__Try it__
In the entries that follow, how many lines contain "instrument"? Answer with the number only.

__Supplied records__
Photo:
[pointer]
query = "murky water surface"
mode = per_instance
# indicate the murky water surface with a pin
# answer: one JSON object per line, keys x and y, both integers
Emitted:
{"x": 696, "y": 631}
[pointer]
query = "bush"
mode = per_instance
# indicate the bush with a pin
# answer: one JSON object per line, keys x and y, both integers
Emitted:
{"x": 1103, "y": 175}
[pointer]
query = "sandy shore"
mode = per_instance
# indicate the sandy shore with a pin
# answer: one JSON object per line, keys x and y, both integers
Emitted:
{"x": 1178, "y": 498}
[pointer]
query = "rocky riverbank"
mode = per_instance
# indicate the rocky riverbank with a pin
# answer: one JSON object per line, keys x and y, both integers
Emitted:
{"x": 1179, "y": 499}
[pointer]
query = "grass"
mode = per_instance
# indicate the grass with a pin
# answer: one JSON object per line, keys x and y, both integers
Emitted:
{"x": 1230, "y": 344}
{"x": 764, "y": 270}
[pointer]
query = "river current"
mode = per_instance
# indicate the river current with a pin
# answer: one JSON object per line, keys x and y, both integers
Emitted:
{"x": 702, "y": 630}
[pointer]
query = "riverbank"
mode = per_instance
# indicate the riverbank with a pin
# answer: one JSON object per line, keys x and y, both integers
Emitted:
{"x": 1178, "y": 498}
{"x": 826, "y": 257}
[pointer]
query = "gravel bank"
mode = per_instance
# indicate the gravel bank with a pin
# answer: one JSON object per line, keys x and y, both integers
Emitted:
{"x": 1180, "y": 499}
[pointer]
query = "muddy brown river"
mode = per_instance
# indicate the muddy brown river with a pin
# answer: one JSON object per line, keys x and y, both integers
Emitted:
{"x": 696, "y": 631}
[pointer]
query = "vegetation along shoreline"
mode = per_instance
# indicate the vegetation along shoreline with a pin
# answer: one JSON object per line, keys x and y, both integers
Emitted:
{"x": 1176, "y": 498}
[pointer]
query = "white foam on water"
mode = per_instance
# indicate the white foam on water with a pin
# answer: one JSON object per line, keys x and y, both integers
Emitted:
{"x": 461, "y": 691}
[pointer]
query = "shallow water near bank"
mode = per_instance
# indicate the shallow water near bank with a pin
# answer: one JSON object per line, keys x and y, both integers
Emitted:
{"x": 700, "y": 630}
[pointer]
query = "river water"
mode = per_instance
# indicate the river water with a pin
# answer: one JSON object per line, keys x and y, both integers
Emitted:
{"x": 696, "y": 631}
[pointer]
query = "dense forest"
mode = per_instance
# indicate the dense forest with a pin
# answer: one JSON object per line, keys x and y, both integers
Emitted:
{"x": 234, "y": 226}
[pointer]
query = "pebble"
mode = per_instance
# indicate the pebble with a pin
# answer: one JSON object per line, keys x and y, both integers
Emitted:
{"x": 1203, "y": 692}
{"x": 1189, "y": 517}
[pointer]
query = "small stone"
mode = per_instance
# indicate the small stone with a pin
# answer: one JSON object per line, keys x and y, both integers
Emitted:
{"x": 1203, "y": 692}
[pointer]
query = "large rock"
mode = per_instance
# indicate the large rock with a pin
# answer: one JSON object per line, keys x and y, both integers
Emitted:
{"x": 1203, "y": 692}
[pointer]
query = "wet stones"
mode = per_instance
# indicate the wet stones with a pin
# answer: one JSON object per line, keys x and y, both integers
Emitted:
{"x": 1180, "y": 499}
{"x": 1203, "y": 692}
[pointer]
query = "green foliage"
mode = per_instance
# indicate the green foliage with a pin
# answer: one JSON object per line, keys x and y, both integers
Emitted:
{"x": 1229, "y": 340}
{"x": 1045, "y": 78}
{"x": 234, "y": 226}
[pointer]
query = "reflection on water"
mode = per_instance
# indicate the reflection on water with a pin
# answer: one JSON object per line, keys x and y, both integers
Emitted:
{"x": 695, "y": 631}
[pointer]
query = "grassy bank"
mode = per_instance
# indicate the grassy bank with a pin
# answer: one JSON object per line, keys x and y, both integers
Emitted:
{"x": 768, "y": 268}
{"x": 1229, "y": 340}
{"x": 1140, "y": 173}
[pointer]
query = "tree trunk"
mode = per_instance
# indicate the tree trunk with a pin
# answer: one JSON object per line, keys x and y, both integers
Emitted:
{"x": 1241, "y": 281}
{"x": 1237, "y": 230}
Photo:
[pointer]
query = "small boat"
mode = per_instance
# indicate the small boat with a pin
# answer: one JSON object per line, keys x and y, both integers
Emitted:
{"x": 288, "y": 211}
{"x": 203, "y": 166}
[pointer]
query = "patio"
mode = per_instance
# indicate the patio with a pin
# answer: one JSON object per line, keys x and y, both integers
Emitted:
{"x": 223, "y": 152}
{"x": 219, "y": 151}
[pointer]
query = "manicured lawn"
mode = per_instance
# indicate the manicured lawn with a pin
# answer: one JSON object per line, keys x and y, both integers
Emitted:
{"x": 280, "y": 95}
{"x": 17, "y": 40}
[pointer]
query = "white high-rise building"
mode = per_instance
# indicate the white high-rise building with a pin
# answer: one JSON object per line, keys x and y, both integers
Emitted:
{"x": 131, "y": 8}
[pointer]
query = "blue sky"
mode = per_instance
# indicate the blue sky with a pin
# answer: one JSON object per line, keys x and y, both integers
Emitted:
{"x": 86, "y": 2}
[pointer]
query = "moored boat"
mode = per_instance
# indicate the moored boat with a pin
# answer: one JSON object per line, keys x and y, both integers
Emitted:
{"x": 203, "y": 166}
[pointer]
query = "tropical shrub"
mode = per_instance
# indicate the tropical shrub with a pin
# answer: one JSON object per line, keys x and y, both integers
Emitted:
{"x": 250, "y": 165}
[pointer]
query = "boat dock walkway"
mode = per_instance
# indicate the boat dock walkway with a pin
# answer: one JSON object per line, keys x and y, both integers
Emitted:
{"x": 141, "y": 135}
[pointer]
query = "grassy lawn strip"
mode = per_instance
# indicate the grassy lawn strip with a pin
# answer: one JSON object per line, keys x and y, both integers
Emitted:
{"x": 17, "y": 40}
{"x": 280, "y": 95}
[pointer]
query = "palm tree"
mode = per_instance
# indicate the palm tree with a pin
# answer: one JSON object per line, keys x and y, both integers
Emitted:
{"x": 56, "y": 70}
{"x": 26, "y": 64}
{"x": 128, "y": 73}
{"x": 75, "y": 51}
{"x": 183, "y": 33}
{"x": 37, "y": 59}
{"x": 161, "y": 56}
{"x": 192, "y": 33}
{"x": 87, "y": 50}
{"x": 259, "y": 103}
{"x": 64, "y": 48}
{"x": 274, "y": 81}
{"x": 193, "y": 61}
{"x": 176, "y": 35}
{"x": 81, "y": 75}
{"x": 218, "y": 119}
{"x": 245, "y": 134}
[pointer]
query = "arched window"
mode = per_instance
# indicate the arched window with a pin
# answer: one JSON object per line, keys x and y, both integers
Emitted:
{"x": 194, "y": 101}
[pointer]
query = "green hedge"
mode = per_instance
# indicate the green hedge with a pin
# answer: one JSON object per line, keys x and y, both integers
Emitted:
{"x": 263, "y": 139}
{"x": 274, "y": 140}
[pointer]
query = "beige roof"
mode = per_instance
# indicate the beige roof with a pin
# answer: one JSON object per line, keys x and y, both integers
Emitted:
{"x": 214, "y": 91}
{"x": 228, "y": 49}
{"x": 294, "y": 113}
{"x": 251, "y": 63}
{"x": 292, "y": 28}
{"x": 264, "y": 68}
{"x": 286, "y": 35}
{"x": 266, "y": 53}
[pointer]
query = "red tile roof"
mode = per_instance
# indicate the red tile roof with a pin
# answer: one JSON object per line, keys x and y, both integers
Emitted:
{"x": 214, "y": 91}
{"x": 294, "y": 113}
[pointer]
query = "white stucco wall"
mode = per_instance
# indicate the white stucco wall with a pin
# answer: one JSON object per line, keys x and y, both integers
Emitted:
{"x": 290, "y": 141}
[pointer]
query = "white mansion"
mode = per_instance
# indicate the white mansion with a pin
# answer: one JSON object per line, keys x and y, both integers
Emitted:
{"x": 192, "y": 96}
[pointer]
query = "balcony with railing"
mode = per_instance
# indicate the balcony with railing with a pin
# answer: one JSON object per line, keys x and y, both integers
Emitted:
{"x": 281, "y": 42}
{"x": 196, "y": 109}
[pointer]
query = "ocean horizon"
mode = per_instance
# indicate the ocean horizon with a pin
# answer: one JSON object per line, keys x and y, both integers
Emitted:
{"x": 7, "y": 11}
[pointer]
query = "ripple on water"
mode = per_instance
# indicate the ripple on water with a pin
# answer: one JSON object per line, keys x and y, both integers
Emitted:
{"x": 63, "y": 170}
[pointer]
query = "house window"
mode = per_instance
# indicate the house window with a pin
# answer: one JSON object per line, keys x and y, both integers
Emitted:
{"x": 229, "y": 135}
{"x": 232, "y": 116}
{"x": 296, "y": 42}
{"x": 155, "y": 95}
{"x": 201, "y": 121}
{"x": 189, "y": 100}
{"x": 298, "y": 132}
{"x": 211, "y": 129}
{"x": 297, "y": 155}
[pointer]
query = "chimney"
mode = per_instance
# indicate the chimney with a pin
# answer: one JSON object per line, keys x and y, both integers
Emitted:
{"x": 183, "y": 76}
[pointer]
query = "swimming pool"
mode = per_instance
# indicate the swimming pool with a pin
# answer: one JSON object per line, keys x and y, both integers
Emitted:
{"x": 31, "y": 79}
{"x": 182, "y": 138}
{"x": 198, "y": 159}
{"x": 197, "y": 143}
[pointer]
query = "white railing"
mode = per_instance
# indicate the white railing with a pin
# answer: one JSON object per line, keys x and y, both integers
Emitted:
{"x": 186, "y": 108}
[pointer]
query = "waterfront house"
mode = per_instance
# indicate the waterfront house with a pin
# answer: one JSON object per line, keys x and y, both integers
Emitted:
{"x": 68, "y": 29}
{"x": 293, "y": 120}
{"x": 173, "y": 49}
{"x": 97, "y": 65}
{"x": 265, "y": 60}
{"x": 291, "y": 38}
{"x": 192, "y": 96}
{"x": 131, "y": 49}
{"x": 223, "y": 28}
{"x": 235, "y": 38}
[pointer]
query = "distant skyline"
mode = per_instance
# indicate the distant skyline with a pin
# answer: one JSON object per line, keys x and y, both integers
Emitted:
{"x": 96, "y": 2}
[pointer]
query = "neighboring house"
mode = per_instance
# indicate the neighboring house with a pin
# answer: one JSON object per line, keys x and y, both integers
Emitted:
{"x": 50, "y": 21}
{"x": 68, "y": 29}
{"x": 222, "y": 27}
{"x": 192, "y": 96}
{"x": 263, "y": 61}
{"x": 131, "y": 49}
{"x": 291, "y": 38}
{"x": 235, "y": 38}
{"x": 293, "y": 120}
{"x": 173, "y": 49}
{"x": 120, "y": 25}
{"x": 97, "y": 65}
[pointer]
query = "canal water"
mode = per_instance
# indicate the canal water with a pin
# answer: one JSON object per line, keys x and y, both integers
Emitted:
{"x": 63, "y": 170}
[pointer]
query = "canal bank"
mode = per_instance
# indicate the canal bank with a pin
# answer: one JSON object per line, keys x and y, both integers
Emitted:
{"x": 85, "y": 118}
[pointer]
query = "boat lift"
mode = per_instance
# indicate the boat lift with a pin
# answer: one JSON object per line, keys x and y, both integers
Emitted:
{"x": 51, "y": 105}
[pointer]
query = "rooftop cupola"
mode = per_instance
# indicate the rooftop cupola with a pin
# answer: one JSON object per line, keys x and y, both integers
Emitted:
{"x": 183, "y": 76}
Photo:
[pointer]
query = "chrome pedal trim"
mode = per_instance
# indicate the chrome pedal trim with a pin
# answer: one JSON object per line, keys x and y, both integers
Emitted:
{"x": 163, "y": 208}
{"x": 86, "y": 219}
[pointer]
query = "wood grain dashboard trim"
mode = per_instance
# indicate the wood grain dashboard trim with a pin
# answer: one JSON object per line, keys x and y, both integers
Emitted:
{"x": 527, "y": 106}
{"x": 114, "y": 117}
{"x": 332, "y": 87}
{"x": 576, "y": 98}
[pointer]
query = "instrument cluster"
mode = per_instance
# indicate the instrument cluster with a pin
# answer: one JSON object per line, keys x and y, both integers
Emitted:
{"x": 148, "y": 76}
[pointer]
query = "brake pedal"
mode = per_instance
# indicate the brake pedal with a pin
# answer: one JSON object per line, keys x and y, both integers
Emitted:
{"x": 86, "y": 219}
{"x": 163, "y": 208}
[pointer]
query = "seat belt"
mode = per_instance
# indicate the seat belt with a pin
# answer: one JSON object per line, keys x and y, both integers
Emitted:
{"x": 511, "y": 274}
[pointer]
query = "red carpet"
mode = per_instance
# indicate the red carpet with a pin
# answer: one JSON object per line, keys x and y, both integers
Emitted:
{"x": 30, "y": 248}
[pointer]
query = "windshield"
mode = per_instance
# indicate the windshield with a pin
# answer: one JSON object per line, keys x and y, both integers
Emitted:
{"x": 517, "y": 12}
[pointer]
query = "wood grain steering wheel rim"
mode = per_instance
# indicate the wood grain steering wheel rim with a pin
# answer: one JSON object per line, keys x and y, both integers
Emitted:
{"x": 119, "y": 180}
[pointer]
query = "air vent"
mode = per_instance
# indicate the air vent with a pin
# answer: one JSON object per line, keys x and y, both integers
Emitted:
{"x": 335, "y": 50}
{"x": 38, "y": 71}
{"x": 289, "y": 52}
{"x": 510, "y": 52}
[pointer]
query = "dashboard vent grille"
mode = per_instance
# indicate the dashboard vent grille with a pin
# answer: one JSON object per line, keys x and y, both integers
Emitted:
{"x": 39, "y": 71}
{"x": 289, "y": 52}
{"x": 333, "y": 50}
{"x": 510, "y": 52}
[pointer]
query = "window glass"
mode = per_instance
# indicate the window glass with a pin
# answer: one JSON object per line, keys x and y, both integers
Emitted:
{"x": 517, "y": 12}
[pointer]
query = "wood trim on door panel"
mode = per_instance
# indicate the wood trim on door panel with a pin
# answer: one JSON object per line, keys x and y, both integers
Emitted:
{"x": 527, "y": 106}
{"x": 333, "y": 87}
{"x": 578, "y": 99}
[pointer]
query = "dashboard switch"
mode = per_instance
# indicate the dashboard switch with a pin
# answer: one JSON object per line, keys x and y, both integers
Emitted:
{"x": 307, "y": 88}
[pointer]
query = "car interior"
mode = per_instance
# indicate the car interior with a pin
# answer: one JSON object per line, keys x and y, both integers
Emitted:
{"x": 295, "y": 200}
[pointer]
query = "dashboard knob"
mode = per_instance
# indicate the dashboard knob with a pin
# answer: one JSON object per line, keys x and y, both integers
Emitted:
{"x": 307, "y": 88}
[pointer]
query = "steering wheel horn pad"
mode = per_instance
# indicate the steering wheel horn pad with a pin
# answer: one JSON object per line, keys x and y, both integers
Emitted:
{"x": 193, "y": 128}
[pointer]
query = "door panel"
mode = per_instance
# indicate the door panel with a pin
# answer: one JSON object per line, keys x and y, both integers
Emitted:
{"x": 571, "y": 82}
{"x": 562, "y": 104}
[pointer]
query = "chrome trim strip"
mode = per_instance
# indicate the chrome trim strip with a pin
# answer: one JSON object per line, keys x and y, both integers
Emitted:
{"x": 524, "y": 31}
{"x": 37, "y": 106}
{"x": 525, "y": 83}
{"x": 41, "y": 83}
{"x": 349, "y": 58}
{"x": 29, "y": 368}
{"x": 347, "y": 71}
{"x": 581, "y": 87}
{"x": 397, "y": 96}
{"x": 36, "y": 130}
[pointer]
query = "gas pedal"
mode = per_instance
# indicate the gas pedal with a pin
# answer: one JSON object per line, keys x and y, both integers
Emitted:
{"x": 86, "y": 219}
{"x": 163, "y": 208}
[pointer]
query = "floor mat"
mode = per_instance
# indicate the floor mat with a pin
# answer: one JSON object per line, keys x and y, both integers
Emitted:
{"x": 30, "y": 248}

__Problem solution__
2